[BEGIN]
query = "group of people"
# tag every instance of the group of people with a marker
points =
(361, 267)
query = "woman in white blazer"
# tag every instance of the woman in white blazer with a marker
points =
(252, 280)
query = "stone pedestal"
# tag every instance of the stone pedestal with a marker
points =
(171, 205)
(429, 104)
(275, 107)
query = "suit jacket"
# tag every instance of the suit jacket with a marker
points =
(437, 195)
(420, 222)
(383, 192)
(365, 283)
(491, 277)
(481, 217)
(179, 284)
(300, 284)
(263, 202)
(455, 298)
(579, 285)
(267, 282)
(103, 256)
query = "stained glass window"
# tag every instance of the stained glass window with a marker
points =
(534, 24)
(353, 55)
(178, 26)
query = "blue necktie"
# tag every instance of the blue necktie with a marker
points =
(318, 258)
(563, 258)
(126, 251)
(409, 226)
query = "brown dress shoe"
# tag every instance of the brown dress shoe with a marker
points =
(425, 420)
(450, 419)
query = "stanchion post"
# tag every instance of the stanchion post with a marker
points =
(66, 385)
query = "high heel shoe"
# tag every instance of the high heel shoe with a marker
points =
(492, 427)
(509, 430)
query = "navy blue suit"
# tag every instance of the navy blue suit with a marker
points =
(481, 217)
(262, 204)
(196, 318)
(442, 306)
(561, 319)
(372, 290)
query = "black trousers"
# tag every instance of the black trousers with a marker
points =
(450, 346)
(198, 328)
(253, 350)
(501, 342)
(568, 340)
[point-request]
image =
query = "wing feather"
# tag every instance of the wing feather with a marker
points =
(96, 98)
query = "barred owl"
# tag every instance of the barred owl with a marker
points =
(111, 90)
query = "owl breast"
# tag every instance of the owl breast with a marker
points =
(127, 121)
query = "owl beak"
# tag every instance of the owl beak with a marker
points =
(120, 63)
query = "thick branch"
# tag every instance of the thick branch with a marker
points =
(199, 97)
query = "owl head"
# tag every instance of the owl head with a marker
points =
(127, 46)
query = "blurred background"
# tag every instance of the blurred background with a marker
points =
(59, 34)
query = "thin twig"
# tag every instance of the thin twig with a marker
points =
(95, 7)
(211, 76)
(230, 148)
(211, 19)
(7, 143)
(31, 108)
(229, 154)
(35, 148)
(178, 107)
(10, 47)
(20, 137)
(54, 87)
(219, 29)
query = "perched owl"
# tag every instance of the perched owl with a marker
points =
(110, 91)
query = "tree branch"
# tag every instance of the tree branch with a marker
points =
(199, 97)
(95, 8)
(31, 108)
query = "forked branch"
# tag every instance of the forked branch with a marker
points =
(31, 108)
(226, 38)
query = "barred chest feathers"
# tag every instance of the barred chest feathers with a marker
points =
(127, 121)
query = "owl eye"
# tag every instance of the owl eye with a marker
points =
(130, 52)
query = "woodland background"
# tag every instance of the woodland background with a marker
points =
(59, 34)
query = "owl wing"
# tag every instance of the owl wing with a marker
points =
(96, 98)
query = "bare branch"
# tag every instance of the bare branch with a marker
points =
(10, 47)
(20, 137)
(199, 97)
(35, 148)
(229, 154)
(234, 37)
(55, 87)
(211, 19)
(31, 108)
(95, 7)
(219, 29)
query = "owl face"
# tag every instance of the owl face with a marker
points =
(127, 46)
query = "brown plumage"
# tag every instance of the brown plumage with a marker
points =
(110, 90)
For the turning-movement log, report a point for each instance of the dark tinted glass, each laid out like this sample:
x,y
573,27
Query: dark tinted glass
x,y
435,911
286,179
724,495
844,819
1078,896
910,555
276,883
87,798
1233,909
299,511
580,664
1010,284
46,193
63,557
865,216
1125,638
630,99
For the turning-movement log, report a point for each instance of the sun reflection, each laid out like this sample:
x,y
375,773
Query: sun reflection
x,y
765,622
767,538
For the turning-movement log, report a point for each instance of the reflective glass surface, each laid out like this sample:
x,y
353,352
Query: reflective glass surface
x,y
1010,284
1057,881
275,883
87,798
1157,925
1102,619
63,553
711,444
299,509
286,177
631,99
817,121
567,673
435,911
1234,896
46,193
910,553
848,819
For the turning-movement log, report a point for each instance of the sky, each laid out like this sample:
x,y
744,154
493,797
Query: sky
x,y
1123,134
[END]
Stated exercise: Reproduce each line of the material above precisely.

Output:
query = "group of people"
# tag every instance of the group of people with a marker
points =
(361, 267)
query = "woman in white blazer"
# tag every instance of the woman in white blazer with a marker
points =
(252, 280)
query = "stone pedestal"
# tag every instance of the stone pedestal with a marker
points =
(171, 205)
(429, 104)
(275, 107)
query = "suit jacket"
# tag every instance of the suit jacket with a marker
points =
(437, 195)
(420, 222)
(383, 192)
(365, 283)
(491, 277)
(481, 217)
(179, 284)
(300, 284)
(263, 202)
(455, 298)
(579, 285)
(267, 282)
(103, 256)
query = "stained glass window"
# tag every instance of the stained glass window with a marker
points =
(534, 24)
(353, 55)
(178, 26)
query = "blue necktie"
# tag every instance of the blue necktie with a marker
points =
(318, 258)
(563, 258)
(126, 251)
(409, 226)
query = "brown dress shoe"
# tag every instance of the brown dress shoe with a marker
points =
(425, 420)
(450, 419)
query = "stanchion post"
# tag every instance of the stanchion post with a marker
points =
(66, 385)
query = "high heel shoe"
# tag every instance of the high heel shoe with a marker
points =
(492, 427)
(509, 430)
query = "navy blue suit"
# tag every instance of the navy blue suit with a marker
points =
(481, 217)
(262, 204)
(196, 318)
(442, 306)
(561, 319)
(372, 290)
query = "black trousers"
# tag every instance of the black trousers with a marker
points =
(450, 346)
(198, 328)
(253, 350)
(501, 342)
(568, 340)
[point-request]
image =
query = "wing feather"
# tag every instance of the wing feather with a marker
points =
(96, 98)
query = "barred owl"
# tag every instance of the barred owl with a marker
points =
(111, 90)
query = "owl breast"
# tag every instance of the owl breast with a marker
points =
(127, 121)
query = "owl beak"
# tag every instance of the owl beak with a marker
points =
(120, 63)
query = "thick branch"
# tag every instance of the thick branch with a marker
points =
(199, 97)
query = "owl head"
# tag every instance of the owl head with a marker
points =
(127, 46)
query = "blurred background"
# tag every instance of the blurred background with a marker
points =
(59, 34)
query = "thin twig"
# tag every instance of the thin twig with a marker
points =
(95, 7)
(211, 76)
(230, 148)
(211, 19)
(7, 143)
(31, 108)
(229, 154)
(35, 148)
(178, 107)
(10, 47)
(20, 137)
(54, 87)
(219, 29)
query = "perched owl"
# tag every instance of the perched owl with a marker
points =
(110, 91)
query = "tree branch"
# tag every instance of the tree branch with a marker
points =
(199, 97)
(95, 8)
(31, 108)
query = "forked branch"
# tag every instance of the forked branch with a marker
points =
(31, 108)
(226, 38)
query = "barred chest feathers"
# tag every instance of the barred chest feathers with a marker
points =
(127, 121)
query = "owl eye"
# tag every instance of the owl eye with a marker
points =
(130, 52)
query = "woodland background"
# tag every instance of the woodland background with a marker
points =
(59, 34)
query = "owl wing"
# tag every instance of the owl wing with a marker
points =
(96, 98)
query = "bare branch"
# tag every instance of the bare branch with a marker
points =
(10, 47)
(20, 137)
(199, 97)
(35, 148)
(229, 154)
(234, 37)
(55, 87)
(211, 19)
(31, 108)
(95, 7)
(219, 29)
query = "owl face"
# tag every instance of the owl face with a marker
points =
(127, 46)
query = "brown plumage"
# tag every instance of the brown plumage with a marker
points =
(110, 90)
For the turning-movement log, report a point for each instance of the dark tinted glass, each laid out like this sample:
x,y
573,27
Query: dark tinted glass
x,y
435,911
286,179
724,495
844,819
1078,896
910,555
276,883
87,798
1233,909
299,511
580,664
1010,284
46,193
63,557
865,216
1125,638
630,99
For the turning-movement log, report a point for each instance of the sun reflection, each laid out like this sample:
x,y
375,773
Query: sun reflection
x,y
765,622
767,538
For the turning-movement log, report a point for each instance of the reflective glass surface, each laid out like this sample:
x,y
353,352
Query: reflective glass surface
x,y
1010,284
1057,881
275,883
87,798
1157,925
1102,619
63,553
711,444
299,509
286,177
631,99
817,121
567,673
435,911
1234,896
46,193
910,553
848,819
For the turning-movement log, report a point for each instance of the sky, each laid out like this sample:
x,y
744,154
493,797
Query: sky
x,y
1123,134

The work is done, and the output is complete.